Teks yang Diberikan:
┌──

BOGOR – Penyiksaan hingga tewasnya bocah empat tahun, Kanja Isabel Putri alias Caca, kian menegaskan Bogor berada di zona merah kekerasan terhadap anak.
Ketua Komnas Perlindungan Anak (PA), Arist Merdeka Sirait, khawatir angka kejahatan pada anak di wilayah penyangga Ibu Kota ini akan terus meningkat.
“Tahun 2016 naik menjadi 20 persen dari tahun sebelumnya. 2017 ini diprediksi 30 sampai 32 persen. Sangat banyak kasusnya. Ada suami istri di Gunung Putri yang menghilangkan nyawa anak kandungnya sendiri, belum lagi yang di Citereup dan Sentul,” ujar Arist kepada Radar Bogor (Pojoksatu.id Group) Selasa (07/03/2017), usai menemui pelaku penyiksaan terhadap Caca, sekaligus orang tua bocah malang itu di tahanan Polres Bogor, Jalan Tegar Beriman, Kabupaten Bogor.
Arist mengaku miris, karena Bogor juga tengah menyandang status darurat kekerasan seksual pada anak.
Dia menjelaskan, pada 2016 lalu, terdapat 139 kasus, dan 58 persen di antaranya merupakan kejahatan terhadap anak serta kejahatan seksual.
Sedangkan secara nasional, di 2016 lalu terdapat 625 kasus kekerasan terhadap anak. Di antaranya, 273 kasus kekerasan fisik, 43 kekerasan psikis, dan 309 kasus kekerasan seksual.

└──

Tujuan: Menurut teks tentang kekerasan terhadap anak di Bogor, berapa kasus kekerasan seksual terhadap anak tercatat secara nasional pada 2016? Catatan berikut tidak diperlukan.

Informasi yang Ditampilkan:
┌──

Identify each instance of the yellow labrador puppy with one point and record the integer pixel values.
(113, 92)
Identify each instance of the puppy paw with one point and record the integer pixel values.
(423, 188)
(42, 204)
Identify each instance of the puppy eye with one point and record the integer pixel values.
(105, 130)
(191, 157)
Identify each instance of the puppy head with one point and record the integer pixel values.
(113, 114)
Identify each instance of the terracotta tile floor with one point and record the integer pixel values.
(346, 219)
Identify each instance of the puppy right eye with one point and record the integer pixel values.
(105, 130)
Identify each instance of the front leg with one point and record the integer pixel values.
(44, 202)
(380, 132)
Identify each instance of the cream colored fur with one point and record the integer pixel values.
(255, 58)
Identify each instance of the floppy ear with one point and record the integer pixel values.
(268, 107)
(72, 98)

└──

Penyelesaian Masalah: Secara nasional tercatat 309 kasus kekerasan seksual.